#### TASK BRIEF:
Continue the passage about the paintings attributed to Preece but believed to be Hepworth's, starting right after its final sentence.

#### EXCERPTED TEXT:
It is believed that many, if not all, of the much-accoladed paintings of Preece were created by Hepworth. Preece attributed the paintings to herself, with the consent of Hepworth, who was shy and preferred not to appear in public. Hepworth's work attributed to Preece was exhibited in London at the Royal Academy of Arts, the Warren Gallery, Maddox Street, in 1928 and the Lefevre Gallery, King Street, in 1936. Some of the paintings were purchased by Kenneth Clark, Virginia Woolf and Augustus John, among others. Until 1996, it was believed that the two collaborated on many of the works. Evidence for Hepworth's creating them herself comes from diaries that the two shared, where Preece admits to having had little hand in the creation of the paintings.

#### INPUT DATA:

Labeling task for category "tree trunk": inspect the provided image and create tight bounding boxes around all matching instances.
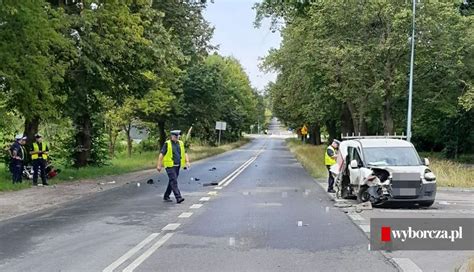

#### ANSWER AREA:
==Later life and death==
Hepworth and Preece maintained their relationship after Preece's 1937 marriage to the painter Stanley Spencer, who was obsessed with Preece. Preece took Hepworth on the honeymoon, while Spencer stayed at home working on a painting. Preece and Hepworth continued to live together during the marriage to Spencer, and after Preece gained control of Spencer's finances they evicted him from his house in 1938 to rent it out. Preece refused to divorce her hapless husband. Hepworth remained Preece's companion and lover until the latter's death in 1966 at the age of 72.

Hepworth continued to paint and still signed her work as Preece until her own death in 1978. In her will Hepworth left £32,268. Hepworth and Preece (as Vivian Spencer) are buried in Cookham churchyard beneath a common memorial (pictured).